■ The exercise
Count the lines in the records below that contain the string "lantern", treating case as significant, and give only that number.

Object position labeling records
=====

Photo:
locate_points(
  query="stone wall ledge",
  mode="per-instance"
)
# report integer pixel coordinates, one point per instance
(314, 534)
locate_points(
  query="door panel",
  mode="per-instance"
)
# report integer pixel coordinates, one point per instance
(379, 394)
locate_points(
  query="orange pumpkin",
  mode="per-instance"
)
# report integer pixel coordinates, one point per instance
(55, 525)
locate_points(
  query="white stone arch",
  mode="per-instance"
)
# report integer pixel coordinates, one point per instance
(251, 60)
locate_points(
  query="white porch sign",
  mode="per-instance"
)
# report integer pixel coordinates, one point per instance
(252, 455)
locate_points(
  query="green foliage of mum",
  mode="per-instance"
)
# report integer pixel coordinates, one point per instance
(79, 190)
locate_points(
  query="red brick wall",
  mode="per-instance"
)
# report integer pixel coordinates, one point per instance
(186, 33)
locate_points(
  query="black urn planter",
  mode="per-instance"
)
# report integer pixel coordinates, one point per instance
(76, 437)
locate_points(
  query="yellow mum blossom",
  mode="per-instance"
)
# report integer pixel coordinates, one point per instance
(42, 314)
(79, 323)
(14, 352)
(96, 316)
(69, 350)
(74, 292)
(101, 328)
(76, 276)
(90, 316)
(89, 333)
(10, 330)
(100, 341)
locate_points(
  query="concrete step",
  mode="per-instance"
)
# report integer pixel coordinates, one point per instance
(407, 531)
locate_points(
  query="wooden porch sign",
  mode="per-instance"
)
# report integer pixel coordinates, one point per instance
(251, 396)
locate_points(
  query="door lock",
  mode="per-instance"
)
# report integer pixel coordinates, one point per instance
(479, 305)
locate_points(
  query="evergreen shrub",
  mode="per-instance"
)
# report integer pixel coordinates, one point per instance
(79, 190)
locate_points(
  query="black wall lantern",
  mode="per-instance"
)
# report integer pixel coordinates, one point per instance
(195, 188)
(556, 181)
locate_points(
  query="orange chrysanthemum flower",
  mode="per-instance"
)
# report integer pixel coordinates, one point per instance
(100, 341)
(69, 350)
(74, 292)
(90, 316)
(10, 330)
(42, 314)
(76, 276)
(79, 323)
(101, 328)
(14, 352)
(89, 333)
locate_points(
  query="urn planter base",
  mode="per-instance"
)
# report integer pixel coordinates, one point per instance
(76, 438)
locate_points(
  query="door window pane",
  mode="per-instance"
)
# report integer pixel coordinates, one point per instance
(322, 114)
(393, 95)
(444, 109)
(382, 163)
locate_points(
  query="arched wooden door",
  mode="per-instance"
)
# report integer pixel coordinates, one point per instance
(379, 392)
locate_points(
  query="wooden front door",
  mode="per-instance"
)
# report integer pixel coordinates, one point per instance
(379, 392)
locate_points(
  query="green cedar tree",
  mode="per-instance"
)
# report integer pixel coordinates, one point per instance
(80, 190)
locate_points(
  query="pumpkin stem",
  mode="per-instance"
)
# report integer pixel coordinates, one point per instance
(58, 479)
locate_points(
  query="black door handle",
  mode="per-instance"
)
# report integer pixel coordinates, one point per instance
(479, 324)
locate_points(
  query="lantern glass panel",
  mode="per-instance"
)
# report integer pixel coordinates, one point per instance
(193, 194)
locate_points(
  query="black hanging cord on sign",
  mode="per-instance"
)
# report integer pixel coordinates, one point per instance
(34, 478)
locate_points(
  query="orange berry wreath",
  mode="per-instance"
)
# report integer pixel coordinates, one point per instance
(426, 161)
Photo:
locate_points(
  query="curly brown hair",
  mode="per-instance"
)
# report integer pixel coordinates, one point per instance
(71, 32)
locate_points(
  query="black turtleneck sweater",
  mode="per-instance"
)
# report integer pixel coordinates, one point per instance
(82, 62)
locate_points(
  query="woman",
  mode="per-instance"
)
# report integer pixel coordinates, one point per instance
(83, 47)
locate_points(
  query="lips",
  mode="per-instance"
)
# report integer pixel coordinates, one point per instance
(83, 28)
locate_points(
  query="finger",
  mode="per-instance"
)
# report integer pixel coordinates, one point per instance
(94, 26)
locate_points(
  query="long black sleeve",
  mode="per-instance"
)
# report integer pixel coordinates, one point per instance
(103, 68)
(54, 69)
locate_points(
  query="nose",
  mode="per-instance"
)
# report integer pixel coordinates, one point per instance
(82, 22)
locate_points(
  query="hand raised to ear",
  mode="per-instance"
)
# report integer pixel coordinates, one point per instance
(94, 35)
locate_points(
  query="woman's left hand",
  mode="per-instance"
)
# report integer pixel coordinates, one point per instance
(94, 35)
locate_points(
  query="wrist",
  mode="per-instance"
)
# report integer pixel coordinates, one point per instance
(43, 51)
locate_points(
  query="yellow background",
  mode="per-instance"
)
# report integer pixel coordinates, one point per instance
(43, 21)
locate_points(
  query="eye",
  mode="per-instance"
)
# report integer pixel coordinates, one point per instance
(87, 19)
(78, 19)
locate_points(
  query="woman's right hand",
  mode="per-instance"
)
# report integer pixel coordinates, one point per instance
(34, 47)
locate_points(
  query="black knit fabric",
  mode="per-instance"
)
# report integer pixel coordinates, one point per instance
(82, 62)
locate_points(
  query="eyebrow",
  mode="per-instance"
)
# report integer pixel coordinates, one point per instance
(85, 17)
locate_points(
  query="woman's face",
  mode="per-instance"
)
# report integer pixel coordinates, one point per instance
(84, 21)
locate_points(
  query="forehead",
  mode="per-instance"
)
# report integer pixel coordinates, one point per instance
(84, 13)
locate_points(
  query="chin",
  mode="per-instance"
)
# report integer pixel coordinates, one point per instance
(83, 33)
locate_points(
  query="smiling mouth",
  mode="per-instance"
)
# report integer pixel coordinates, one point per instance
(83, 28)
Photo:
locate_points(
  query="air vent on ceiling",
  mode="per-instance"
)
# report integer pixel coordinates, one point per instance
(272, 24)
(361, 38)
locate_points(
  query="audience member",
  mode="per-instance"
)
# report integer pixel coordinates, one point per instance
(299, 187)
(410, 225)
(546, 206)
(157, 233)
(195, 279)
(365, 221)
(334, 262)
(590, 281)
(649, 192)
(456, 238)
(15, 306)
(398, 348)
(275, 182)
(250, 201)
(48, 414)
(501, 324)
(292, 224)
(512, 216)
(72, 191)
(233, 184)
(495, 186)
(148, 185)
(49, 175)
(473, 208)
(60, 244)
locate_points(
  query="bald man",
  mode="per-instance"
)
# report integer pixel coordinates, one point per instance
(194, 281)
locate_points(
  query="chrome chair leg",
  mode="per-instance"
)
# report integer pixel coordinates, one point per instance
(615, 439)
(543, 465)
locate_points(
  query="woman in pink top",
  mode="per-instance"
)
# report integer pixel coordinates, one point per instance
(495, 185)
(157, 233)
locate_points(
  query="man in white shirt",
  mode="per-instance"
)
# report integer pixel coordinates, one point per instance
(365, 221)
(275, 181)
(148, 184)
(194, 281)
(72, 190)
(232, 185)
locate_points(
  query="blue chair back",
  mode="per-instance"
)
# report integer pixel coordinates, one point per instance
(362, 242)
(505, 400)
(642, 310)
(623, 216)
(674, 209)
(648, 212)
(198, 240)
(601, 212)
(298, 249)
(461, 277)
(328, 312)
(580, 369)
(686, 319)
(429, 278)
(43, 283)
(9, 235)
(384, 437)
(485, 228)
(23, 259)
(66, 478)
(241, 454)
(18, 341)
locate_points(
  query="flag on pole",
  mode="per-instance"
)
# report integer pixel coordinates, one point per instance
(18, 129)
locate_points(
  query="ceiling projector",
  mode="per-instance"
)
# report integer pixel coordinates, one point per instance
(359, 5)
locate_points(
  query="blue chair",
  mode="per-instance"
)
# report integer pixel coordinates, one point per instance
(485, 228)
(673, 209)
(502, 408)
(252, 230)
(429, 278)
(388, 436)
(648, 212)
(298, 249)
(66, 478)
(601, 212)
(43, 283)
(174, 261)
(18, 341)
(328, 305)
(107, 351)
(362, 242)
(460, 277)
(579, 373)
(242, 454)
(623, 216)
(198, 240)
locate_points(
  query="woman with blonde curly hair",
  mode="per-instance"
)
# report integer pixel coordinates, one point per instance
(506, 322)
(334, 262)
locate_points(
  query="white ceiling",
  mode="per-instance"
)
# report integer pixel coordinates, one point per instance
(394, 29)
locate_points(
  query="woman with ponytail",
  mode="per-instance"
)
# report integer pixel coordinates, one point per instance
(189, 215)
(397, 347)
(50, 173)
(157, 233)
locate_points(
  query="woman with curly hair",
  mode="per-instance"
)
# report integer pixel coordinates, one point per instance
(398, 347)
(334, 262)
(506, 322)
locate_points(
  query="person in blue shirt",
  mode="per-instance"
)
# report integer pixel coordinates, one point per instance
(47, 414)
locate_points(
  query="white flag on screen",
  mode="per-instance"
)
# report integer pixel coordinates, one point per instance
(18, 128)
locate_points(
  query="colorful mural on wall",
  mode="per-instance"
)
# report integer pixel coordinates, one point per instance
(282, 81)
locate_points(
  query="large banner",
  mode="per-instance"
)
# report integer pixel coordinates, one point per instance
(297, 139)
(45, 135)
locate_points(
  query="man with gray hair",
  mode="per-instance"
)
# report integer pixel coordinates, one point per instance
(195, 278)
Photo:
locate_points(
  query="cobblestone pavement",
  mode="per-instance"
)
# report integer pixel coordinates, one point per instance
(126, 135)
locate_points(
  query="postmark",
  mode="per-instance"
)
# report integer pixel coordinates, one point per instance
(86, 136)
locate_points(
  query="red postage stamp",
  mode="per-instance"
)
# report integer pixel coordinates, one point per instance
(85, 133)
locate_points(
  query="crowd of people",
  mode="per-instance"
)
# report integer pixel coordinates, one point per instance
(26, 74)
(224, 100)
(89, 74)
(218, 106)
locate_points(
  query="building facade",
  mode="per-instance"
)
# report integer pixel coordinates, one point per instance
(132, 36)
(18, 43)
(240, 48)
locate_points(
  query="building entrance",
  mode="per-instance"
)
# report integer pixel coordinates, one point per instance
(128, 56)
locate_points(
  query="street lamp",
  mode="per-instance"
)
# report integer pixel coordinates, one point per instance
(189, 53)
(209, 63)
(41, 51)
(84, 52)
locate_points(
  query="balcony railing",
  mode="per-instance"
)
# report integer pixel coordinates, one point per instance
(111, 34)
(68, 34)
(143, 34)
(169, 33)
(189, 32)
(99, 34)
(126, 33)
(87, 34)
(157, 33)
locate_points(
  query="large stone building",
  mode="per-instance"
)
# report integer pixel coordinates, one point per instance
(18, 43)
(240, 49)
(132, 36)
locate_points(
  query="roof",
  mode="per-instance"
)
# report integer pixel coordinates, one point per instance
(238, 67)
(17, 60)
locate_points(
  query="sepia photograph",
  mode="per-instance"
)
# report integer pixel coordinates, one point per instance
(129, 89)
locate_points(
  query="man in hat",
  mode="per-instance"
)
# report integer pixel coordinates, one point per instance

=====

■ Full response
2